ARTICLE:
Neoliberalism in the round

Neoliberalism made a very debatable economic showing last year, but those who limit themselves to quibbling about whether or not it has sufficiently increased production or reactivated the economy are missing the forest for the trees. So are those who simply praise it as the necessary formula for entering the highly touted "free market" or damn it as an imposition of US foreign policy. It is, in fact, a wide-ranging proposal to forge the kind of society and culture that the world capitalist system requires in this new stage of its development. It is a response to that system's own contradictions and to the new challenges, opportunities and needs brought by the collapse of the socialist bloc and the crisis of socialist forces worldwide.
The power of the neoliberal right cannot be measured by short-term economic indicators, by its greater or lesser need to reach agreements with the left or by any lack of coherence among the legislative and executive branches and the military. None of this translates into a "crisis" of the system since the forms of control to assure its hegemony are now more indirect, and more effective.

DIRECTIVE A:
Copy the stretch of the neoliberalism article from "Neoliberalism made a" through "socialist forces worldwide." word for word.

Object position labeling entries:
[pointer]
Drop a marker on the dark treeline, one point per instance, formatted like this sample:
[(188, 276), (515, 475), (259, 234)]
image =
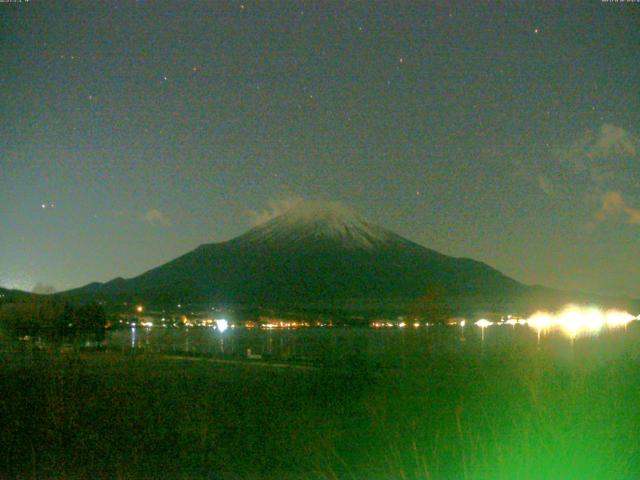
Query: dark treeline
[(51, 319)]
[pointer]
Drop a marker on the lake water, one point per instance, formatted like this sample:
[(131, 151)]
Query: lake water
[(392, 347)]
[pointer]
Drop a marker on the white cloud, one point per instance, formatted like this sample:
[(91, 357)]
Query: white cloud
[(43, 289), (274, 209), (613, 205), (156, 217), (613, 141)]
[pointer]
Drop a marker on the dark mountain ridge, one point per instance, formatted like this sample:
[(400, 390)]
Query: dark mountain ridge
[(318, 254)]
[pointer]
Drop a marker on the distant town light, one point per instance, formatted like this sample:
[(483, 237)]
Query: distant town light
[(483, 323), (222, 325)]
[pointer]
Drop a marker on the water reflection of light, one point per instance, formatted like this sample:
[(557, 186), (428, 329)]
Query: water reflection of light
[(576, 320), (133, 335)]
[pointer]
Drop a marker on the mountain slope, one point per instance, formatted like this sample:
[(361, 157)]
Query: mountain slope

DIRECTIVE B:
Reproduce the records from their beginning through the line that contains "[(43, 289), (274, 209), (613, 205), (156, 217), (613, 141)]", keeping every line but adding 128 to each coordinate in the answers. Leave out the pictures.

TASK ANSWER A:
Neoliberalism made a very debatable economic showing last year, but those who limit themselves to quibbling about whether or not it has sufficiently increased production or reactivated the economy are missing the forest for the trees. So are those who simply praise it as the necessary formula for entering the highly touted "free market" or damn it as an imposition of US foreign policy. It is, in fact, a wide-ranging proposal to forge the kind of society and culture that the world capitalist system requires in this new stage of its development. It is a response to that system's own contradictions and to the new challenges, opportunities and needs brought by the collapse of the socialist bloc and the crisis of socialist forces worldwide.

TASK ANSWER B:
[pointer]
Drop a marker on the dark treeline, one point per instance, formatted like this sample:
[(188, 276), (515, 475), (259, 234)]
image =
Query: dark treeline
[(179, 447)]
[pointer]
Drop a marker on the lake water, one point per instance, formatted like this sample:
[(131, 151)]
Query: lake water
[(520, 475)]
[pointer]
Drop a marker on the white cloud, one point per instance, formatted like this sample:
[(91, 357)]
Query: white cloud
[(171, 417), (402, 337), (741, 333), (284, 345), (741, 269)]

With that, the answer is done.